SET EXERCISE 1> According to the monthly summary, why did the writer move to a house near Greenlake last August?

====== PAGE TEXT

January 2024 Monthly Summary

Comfort in the Heights

Last August, I moved to a house near Greenlake to be closer to my church. The peacefulness of the lake reflected water and washing imagery that squared with dreams about both what God has been doing in Seattle and in my own life. When I met with the Lord in the mornings, I would slowly walk around the lake in one of two directions. When I needed to personally process something, I would walk to the left, in the direction of many birds. On those days, I’d sit near the still benches, watch the ducks, and move slowly. When I needed to process or pray for something for my church, region, or the nations, I’d walk faster and to the right. On those days, I would often end up climbing into in a life-guard’s chair and thinking about what it means to meet with God in the heights.

As I have walked these paths the last six months, I’ve taken on various projects and come to a place of greater integration. I started to notice in January that it no longer mattered what direction I walked, because I was able to process what I needed to process outside of those times. What began to matter most was a sense of movement and the freedom that I had found with God in the high places. Instead of feeling like my freedom was context-dependent, I felt that I was free to soar in the spirit regardless.

At the same time, greater evidence of the need to move became impossible to ignore. In my case, that movement means beginning the process of changing housing so that I can be in a more settled and insulated place for the year ahead. Having right boundaries and the capacity to meet with God without disruptions is so critical in this year of continued shaking. As we continue to meet with God, he is teaching communities how to soar above the noise and call atmospheres into alignment with Heaven. The Church must practice stewarding the authority it has been given as we enter into a period of increasing international influence. Locally and internationally, changes aren’t happening *to* us but *for* us.

============
====== INPUT MATERIAL

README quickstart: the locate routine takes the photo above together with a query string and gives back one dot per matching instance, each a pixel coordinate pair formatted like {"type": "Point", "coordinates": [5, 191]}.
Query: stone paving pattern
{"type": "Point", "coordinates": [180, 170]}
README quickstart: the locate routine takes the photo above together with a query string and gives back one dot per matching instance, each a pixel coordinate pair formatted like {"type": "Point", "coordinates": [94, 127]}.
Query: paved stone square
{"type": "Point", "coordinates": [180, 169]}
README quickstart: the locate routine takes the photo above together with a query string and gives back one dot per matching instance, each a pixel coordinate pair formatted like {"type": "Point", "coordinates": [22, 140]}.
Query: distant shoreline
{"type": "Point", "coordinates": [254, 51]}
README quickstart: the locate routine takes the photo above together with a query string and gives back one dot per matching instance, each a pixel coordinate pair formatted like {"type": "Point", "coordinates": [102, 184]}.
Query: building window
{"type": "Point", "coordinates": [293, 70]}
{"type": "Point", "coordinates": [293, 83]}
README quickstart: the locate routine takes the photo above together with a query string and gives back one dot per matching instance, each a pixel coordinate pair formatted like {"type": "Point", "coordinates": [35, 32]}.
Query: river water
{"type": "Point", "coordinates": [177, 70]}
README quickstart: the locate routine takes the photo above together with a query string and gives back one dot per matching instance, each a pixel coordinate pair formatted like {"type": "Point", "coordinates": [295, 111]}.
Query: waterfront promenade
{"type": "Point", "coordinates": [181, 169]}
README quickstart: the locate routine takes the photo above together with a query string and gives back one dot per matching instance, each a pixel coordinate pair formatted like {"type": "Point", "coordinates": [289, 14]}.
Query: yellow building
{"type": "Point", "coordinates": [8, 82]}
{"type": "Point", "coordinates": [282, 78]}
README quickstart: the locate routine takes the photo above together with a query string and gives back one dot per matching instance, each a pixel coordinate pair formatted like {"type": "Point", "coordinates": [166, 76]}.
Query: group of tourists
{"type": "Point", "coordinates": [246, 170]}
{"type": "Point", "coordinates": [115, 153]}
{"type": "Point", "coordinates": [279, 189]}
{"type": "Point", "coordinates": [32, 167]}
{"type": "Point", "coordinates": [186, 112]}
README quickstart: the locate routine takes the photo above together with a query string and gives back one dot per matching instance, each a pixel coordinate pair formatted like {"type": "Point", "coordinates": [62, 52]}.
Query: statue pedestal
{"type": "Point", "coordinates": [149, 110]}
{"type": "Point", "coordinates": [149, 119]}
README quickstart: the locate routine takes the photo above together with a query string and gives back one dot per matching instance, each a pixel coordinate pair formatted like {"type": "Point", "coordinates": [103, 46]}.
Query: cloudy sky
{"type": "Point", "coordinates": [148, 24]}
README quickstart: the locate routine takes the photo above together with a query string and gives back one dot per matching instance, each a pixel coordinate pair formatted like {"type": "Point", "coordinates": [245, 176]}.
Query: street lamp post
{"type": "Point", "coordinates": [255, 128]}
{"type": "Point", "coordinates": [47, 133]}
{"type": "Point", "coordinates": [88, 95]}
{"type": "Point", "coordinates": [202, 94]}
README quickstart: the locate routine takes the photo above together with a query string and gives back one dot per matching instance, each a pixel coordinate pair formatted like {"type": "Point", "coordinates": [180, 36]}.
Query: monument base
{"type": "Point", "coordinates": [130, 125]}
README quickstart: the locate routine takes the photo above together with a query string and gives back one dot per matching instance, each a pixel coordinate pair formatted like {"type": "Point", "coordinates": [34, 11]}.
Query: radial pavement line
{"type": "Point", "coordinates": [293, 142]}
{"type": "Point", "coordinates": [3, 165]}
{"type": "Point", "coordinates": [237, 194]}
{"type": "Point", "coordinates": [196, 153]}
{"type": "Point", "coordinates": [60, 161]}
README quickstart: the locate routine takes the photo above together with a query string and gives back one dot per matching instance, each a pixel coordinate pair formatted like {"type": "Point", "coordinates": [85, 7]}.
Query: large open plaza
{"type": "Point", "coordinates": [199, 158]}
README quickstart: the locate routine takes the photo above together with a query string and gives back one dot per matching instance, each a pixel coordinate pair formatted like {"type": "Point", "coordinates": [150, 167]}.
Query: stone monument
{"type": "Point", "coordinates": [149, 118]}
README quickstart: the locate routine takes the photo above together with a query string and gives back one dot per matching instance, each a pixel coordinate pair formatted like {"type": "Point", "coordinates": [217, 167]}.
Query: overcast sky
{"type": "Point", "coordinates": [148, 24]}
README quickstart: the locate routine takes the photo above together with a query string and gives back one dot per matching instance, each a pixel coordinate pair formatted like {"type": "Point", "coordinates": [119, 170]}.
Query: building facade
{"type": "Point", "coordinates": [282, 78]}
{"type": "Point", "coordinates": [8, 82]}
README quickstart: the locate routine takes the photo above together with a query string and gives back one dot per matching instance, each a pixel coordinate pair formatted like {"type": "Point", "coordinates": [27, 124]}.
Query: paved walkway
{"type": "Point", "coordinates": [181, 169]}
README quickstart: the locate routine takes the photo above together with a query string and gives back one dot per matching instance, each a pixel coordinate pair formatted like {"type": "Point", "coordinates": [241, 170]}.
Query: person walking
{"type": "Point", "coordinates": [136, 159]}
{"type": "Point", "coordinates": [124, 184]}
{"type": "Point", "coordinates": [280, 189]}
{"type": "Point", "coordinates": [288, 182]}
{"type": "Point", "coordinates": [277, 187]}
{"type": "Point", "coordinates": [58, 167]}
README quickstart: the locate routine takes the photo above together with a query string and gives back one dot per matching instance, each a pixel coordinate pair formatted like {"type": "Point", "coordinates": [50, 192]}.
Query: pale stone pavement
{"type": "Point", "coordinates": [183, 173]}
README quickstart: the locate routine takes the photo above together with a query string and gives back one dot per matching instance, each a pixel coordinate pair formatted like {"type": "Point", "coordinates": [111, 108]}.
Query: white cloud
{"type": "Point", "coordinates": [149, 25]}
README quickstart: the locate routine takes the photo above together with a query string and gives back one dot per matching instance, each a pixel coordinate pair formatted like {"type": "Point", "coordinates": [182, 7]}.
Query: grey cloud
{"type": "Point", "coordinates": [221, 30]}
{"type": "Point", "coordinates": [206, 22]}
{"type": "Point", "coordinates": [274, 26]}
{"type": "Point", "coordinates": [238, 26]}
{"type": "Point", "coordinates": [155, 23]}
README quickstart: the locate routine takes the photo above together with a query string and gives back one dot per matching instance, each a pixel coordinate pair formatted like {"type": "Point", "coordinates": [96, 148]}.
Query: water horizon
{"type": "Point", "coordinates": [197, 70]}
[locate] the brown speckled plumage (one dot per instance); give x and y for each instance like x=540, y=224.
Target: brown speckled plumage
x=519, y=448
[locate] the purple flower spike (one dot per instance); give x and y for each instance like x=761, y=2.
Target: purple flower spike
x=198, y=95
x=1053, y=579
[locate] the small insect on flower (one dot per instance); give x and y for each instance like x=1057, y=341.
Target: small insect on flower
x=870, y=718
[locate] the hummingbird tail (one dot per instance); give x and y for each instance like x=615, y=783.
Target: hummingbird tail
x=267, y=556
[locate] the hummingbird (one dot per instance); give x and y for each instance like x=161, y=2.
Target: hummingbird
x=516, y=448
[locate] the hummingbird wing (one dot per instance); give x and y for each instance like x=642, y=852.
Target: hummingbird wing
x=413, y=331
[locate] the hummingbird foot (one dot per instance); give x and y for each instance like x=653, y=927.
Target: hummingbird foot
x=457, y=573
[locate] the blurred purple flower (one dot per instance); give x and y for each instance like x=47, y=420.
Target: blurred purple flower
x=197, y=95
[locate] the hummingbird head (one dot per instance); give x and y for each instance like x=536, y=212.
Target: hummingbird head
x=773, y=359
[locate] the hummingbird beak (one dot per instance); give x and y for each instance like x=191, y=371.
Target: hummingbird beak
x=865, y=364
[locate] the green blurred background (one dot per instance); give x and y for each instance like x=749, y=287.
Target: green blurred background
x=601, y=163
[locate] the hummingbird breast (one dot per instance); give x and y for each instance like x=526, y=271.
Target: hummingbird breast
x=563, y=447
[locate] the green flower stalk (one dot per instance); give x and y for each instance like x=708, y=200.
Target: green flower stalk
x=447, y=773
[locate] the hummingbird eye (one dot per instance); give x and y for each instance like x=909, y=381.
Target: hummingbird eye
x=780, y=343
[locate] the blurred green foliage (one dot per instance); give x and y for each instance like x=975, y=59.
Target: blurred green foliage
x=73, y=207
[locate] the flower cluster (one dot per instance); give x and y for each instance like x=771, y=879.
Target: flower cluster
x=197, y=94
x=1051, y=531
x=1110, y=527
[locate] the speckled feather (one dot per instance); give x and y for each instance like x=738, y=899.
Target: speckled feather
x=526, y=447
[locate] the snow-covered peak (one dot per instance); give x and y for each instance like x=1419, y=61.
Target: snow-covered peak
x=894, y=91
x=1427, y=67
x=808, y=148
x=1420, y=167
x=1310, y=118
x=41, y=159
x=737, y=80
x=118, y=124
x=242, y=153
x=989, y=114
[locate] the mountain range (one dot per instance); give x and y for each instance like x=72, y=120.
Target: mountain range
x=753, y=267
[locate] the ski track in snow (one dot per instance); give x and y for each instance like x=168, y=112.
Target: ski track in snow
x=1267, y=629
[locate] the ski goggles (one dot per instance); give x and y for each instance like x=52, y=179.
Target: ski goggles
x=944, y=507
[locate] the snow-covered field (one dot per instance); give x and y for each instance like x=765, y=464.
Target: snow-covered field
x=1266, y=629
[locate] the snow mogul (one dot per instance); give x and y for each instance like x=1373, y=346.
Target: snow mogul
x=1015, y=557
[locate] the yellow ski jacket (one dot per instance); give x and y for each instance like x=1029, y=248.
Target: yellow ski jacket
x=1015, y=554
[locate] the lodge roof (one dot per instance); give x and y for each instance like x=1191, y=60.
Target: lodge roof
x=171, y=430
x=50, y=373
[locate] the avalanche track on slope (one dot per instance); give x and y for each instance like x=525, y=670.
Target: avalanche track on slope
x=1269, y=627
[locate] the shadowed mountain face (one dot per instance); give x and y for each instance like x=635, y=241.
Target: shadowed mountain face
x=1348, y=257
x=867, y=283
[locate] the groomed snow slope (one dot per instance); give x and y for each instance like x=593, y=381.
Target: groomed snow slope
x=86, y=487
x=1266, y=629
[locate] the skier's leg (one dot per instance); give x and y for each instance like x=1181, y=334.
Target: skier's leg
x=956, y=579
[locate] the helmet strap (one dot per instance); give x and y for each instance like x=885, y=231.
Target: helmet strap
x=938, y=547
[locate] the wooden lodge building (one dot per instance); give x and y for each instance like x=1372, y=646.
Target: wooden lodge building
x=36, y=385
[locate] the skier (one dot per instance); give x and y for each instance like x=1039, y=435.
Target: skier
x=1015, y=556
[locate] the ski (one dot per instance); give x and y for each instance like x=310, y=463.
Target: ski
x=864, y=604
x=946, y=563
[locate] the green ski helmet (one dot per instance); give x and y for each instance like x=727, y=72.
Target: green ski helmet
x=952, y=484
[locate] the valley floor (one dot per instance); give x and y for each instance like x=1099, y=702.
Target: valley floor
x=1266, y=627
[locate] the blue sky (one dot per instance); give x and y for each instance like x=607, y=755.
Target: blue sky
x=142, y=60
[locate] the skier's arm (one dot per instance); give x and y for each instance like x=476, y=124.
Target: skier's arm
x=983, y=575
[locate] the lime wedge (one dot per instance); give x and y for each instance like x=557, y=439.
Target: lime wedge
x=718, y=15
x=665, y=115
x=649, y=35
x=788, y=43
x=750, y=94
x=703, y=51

============

SET EXERCISE 2> Please copy the entries word for word, taking everything from the line containing "[locate] the snow-covered peak" down to the line containing "x=867, y=283", with both of those lines included.

ANSWER 1> To be closer to the writer's church.

ANSWER 2>
[locate] the snow-covered peak (one dot per instance); give x and y for each instance like x=1419, y=61.
Target: snow-covered peak
x=894, y=91
x=1427, y=67
x=808, y=148
x=1420, y=167
x=1310, y=118
x=41, y=159
x=737, y=80
x=118, y=124
x=242, y=153
x=989, y=114
[locate] the mountain range (one dot per instance); give x and y for each instance like x=72, y=120.
Target: mountain range
x=753, y=267
[locate] the ski track in snow (one dot per instance); give x and y for each instance like x=168, y=112.
Target: ski track in snow
x=1267, y=629
[locate] the ski goggles (one dot per instance); give x and y for each instance like x=52, y=179.
Target: ski goggles
x=944, y=507
[locate] the snow-covered field (one dot per instance); give x and y for each instance like x=765, y=464.
Target: snow-covered field
x=1266, y=629
[locate] the snow mogul (one dot per instance); give x and y for each instance like x=1373, y=346.
Target: snow mogul
x=1015, y=557
[locate] the yellow ski jacket (one dot per instance); give x and y for each instance like x=1029, y=248.
Target: yellow ski jacket
x=1015, y=554
[locate] the lodge roof (one dot per instance); give x and y for each instance like x=1191, y=60.
Target: lodge roof
x=171, y=430
x=50, y=373
[locate] the avalanche track on slope (one dot per instance); give x and y for each instance like x=525, y=670.
Target: avalanche track on slope
x=1269, y=627
[locate] the shadowed mountain face (one dot per instance); give x and y for each instance like x=635, y=241.
Target: shadowed mountain face
x=1348, y=257
x=867, y=283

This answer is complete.